» **Work task**
Locate every line below that contains the word "tree" and copy it.
───── Available records ─────
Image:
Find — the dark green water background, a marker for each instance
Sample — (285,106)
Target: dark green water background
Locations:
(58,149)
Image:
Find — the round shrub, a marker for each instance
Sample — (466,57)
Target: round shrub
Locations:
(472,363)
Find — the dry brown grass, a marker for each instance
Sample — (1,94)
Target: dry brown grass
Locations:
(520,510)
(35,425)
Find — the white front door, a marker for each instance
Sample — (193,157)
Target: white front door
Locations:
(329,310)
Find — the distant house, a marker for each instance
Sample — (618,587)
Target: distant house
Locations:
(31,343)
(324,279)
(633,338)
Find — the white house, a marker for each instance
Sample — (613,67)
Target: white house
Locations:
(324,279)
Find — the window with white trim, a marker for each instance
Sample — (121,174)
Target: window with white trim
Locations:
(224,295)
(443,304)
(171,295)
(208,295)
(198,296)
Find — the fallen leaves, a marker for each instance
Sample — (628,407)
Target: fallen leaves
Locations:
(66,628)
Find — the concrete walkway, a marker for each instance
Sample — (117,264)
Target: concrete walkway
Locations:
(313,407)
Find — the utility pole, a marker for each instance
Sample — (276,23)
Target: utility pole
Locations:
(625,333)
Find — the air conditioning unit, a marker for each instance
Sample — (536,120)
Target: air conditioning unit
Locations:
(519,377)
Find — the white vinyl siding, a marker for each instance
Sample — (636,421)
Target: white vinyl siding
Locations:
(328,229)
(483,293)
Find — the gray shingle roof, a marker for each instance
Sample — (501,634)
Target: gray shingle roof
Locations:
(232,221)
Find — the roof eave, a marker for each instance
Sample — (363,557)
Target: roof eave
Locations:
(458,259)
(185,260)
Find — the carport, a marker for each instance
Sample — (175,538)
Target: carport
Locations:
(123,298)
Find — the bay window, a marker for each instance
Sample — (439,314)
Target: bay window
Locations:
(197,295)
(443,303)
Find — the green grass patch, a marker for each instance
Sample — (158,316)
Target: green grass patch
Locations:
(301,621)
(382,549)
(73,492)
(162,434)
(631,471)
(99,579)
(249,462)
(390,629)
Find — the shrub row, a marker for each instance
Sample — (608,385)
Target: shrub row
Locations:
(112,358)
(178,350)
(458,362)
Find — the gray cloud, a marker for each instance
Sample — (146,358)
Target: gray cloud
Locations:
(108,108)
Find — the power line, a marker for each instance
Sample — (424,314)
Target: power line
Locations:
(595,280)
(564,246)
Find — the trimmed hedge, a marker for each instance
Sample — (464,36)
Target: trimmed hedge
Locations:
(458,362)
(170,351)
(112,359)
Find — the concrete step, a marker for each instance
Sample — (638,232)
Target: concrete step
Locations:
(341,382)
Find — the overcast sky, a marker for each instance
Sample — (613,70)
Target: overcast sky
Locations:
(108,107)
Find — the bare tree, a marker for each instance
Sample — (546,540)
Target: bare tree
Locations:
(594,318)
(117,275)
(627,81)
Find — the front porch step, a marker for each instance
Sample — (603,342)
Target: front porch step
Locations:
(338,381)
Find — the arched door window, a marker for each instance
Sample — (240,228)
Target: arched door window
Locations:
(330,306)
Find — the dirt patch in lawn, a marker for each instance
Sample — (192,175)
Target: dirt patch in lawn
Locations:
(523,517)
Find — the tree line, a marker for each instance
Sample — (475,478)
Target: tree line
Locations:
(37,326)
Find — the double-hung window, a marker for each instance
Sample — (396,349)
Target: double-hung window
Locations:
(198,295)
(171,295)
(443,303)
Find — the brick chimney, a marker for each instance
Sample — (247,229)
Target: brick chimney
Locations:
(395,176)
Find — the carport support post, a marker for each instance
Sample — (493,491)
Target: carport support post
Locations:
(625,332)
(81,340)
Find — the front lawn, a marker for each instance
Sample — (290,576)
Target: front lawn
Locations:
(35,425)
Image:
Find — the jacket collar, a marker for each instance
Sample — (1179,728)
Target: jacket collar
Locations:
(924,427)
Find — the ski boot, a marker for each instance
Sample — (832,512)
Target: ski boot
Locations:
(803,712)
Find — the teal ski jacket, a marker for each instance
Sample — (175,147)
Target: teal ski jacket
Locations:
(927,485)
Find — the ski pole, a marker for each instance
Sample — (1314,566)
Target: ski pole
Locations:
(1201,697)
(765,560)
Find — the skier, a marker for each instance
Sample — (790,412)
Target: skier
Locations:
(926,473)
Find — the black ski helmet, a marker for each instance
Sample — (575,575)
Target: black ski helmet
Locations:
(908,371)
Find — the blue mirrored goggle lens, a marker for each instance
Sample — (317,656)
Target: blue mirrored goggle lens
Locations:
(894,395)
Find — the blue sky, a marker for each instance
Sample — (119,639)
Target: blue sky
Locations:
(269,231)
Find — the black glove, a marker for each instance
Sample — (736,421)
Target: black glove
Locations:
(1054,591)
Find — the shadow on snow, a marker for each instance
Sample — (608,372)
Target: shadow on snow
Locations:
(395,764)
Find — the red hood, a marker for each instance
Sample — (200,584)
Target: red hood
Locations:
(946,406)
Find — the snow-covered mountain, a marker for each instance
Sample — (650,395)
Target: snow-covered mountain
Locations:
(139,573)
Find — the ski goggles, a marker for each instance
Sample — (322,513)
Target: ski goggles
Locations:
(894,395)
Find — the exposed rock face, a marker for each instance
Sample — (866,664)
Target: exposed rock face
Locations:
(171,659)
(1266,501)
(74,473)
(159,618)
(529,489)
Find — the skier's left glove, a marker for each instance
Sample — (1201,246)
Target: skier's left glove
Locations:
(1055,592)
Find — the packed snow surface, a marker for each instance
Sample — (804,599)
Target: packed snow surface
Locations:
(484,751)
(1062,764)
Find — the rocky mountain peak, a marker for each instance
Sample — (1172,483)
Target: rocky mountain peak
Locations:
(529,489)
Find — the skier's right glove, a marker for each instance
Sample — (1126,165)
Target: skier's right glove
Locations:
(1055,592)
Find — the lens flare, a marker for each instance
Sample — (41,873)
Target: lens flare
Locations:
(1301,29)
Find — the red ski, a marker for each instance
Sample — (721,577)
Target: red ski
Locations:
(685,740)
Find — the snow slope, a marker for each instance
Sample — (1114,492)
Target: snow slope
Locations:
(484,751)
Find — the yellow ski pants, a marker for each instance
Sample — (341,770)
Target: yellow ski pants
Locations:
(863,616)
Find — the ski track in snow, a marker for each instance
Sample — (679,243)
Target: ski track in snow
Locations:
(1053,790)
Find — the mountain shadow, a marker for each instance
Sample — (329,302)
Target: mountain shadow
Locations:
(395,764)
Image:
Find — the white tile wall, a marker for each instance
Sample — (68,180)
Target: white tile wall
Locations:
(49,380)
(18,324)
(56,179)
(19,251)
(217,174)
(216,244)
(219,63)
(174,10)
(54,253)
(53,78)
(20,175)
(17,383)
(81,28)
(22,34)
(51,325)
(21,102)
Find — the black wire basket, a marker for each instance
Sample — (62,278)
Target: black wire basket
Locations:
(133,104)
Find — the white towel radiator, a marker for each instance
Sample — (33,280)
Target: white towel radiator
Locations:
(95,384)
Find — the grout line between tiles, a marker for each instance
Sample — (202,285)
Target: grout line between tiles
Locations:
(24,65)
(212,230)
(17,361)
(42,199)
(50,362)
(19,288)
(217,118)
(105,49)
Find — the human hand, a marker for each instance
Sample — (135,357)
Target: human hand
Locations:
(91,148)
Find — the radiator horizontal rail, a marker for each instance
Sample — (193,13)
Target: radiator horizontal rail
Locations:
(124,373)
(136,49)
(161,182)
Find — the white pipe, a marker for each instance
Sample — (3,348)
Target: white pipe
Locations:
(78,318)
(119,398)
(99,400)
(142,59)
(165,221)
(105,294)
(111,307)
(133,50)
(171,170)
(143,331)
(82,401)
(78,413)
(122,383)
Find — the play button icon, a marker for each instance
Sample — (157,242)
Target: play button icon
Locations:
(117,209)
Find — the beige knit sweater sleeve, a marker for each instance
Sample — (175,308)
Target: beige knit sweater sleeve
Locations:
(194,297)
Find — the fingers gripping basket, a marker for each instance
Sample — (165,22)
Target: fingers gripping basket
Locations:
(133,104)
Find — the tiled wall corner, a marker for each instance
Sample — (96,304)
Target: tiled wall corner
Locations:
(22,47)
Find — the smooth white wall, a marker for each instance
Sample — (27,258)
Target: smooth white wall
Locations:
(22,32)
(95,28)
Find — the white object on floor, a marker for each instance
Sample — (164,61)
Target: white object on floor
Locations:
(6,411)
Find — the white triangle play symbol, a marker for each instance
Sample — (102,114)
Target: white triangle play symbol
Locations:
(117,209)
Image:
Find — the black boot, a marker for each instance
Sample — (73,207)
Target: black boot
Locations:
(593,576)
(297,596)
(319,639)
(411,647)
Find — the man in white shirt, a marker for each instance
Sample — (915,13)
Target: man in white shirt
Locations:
─────
» **Exercise response**
Find — the bare tree, a marker for each instance
Target: bare tree
Find — the tree line, a marker for each instance
Target: tree line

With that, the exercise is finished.